Task to complete:
Duplicate the text of every item below line for line, without alteration, and omit the pictures from your copy.

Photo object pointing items
########
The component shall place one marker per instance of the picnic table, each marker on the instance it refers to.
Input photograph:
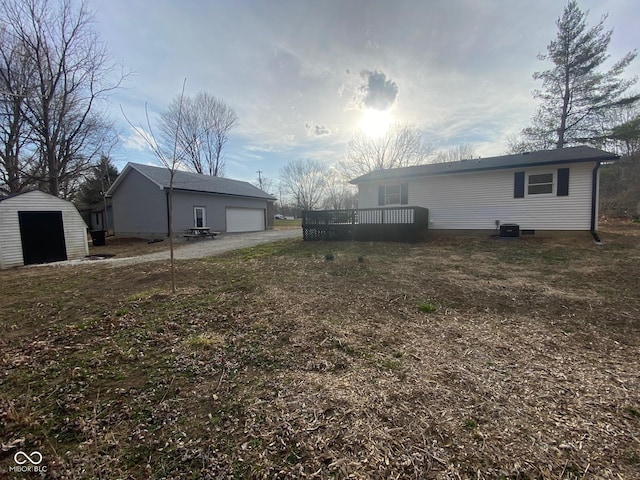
(199, 232)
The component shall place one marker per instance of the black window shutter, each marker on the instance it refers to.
(518, 185)
(563, 182)
(404, 194)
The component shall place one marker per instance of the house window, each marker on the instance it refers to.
########
Final answer:
The component shall place one marker per instance of the picnic table, each marker on the instance it refers to.
Input photograph:
(199, 232)
The component shall place one marker per instance of the black window shutter, each marker on the instance it refers to.
(518, 185)
(563, 182)
(404, 194)
The component shall place one marker per instance of the house window, each marker on the instance it refers to.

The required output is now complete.